→ What needs to be done
All of the data below should be written out exactly.
>> START Material provided
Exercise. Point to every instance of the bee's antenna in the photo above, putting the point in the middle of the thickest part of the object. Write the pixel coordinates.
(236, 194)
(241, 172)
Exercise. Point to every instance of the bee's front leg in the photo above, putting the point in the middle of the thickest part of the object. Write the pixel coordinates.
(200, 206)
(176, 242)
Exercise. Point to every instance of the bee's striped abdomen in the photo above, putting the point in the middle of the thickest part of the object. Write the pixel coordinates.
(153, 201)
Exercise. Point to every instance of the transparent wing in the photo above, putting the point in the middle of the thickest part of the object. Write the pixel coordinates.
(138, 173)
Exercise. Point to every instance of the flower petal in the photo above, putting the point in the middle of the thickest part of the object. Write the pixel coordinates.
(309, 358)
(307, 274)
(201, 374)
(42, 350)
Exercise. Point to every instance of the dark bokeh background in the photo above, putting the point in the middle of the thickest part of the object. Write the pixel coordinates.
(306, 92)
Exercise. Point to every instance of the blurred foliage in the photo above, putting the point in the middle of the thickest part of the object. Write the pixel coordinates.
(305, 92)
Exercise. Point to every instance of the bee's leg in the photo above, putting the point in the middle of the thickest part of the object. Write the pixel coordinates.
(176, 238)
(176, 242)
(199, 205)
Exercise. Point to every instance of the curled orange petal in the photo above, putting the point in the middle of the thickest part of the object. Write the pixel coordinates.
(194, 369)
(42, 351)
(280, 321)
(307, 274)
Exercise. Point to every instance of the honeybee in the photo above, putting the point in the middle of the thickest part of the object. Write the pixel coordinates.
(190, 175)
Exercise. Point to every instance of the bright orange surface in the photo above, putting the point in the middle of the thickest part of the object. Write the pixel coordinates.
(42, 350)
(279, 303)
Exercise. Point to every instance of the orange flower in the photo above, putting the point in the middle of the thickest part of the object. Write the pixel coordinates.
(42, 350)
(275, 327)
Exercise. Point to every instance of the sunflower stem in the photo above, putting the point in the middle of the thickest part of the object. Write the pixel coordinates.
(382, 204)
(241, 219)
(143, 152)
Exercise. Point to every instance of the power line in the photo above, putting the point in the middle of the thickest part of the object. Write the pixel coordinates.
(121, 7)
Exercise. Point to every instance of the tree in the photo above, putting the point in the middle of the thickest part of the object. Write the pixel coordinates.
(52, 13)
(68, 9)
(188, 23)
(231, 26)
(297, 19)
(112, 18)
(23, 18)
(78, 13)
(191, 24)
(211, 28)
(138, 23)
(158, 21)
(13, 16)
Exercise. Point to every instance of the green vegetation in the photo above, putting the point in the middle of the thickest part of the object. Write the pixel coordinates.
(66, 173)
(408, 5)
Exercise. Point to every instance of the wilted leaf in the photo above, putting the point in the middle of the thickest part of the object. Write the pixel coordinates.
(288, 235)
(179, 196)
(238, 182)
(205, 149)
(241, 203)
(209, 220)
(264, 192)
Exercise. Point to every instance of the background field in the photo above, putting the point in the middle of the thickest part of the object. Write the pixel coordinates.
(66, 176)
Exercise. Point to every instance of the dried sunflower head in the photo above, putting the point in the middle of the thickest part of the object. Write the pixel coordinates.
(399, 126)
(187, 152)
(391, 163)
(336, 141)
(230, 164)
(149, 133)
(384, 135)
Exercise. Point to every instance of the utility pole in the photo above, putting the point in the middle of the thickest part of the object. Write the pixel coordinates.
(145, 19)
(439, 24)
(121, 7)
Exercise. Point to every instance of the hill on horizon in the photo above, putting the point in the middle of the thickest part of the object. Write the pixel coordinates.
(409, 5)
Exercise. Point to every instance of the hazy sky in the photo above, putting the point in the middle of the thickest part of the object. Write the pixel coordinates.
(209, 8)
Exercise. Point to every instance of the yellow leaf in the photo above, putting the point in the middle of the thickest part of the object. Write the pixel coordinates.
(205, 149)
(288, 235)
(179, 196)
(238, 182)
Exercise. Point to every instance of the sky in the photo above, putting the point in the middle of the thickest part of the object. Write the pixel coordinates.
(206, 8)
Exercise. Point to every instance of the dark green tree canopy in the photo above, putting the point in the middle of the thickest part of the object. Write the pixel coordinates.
>> END Material provided
→ Solution to this problem
Exercise. Point to every instance of the bee's antenna in the photo above, putting the point in the middle of the thickest part of the object. Write the pixel coordinates.
(236, 194)
(241, 172)
Exercise. Point to every instance of the bee's front leg in the photo above, putting the point in the middle of the thickest part of the object. Write the pixel coordinates.
(200, 206)
(176, 242)
Exercise. Point to every instance of the bee's striped abdomen in the photo above, putting the point in the middle of the thickest part of the object. Write the pixel coordinates.
(153, 201)
Exercise. Point to every instance of the transparent wing in the photo above, putting the point in the middle of the thickest part of the object. Write the pixel coordinates.
(138, 173)
Exercise. Point to every instance of the flower petal in the photo above, putting the point in the middle of the thickest part of the object. Write the pixel coordinates.
(309, 358)
(307, 274)
(201, 374)
(42, 350)
Exercise. Point to every instance of the dark bokeh background in the photo above, putting the point in the middle of the thickest part of the object. Write the pixel coordinates.
(306, 92)
Exercise. Point to every instance of the blurred foliage in the photo above, putting the point in the middle of the thickest part of the object. Write the pixel coordinates.
(305, 92)
Exercise. Point to every instance of the bee's leg in the photo above, putting the point in the middle of the thickest part of the object. Write the pixel coordinates.
(176, 238)
(176, 242)
(199, 205)
Exercise. Point to every instance of the curled orange petal in the photo above, putting the point in the middle of the thickest part of the object. Write the pixel coordinates.
(194, 369)
(42, 351)
(280, 321)
(307, 274)
Exercise. Point to every instance of the honeybee in the photo above, putting the point in the middle of the thickest part of the object. Write the pixel coordinates.
(190, 175)
Exercise. Point to every instance of the bright orange surface in the photo above, putting the point in the middle of the thickest part of the object. Write the pixel coordinates.
(42, 350)
(279, 303)
Exercise. Point to every instance of the orange flower in the photo above, putting the point in the middle of the thickest part of the object. Write the pixel coordinates.
(42, 350)
(275, 327)
Exercise. Point to every instance of the sunflower stem in the photo above, putting the point in the middle of the thickest part of the object. Write the pixel coordinates.
(382, 204)
(241, 219)
(143, 152)
Exercise. Point to every instance of the power line in the photo above, putting the point in the middle of the thickest part of the object. Write the pixel coordinates.
(121, 7)
Exercise. Point to every instance of the tree in the photo above, putting the point in the middle of the thickest part of the object. Write the pixel coordinates.
(52, 13)
(68, 9)
(188, 23)
(231, 26)
(297, 19)
(112, 18)
(23, 18)
(78, 13)
(191, 24)
(211, 28)
(138, 23)
(158, 21)
(13, 16)
Exercise. Point to every instance of the green vegetation in the photo above, putting the point in the middle of the thickest part of the object. Write the pixel coordinates.
(66, 173)
(408, 5)
Exercise. Point to every instance of the wilted leaf in the photo above, putting the point in the middle of the thickest part of the object. Write the pixel coordinates.
(288, 235)
(179, 196)
(238, 182)
(205, 149)
(241, 203)
(209, 220)
(264, 192)
Exercise. Point to every instance of the background field in the photo above, putting the point in the middle of the thickest part of the object. Write the pixel coordinates.
(66, 176)
Exercise. Point to every instance of the dried sunflower head in the photo above, putting the point in the middle of the thickest part of the object. Write the pixel coordinates.
(399, 126)
(187, 152)
(391, 163)
(336, 141)
(230, 164)
(149, 133)
(384, 135)
Exercise. Point to every instance of the utility pole in the photo above, putting the point in the middle of the thickest part of the object. Write the pixel coordinates.
(145, 19)
(439, 24)
(121, 7)
Exercise. Point to every instance of the hill on horizon in the photo above, putting the point in the middle of the thickest part of the object. Write the pixel coordinates.
(409, 5)
Exercise. Point to every instance of the hazy sky in the photo above, putting the point in the middle of the thickest part of the object. Write the pixel coordinates.
(209, 8)
Exercise. Point to every instance of the yellow leaf in the photo above, putting the point in the middle of the thickest part of the object. Write the pixel coordinates.
(205, 149)
(288, 235)
(179, 196)
(238, 182)
Exercise. Point to every instance of the sky in the photo above, putting the point in the middle of the thickest part of the object. Write the pixel coordinates.
(206, 8)
Exercise. Point to every instance of the dark green tree canopy in the photo above, putting the point in the middle of the thickest part of the object. Write the pixel coordinates.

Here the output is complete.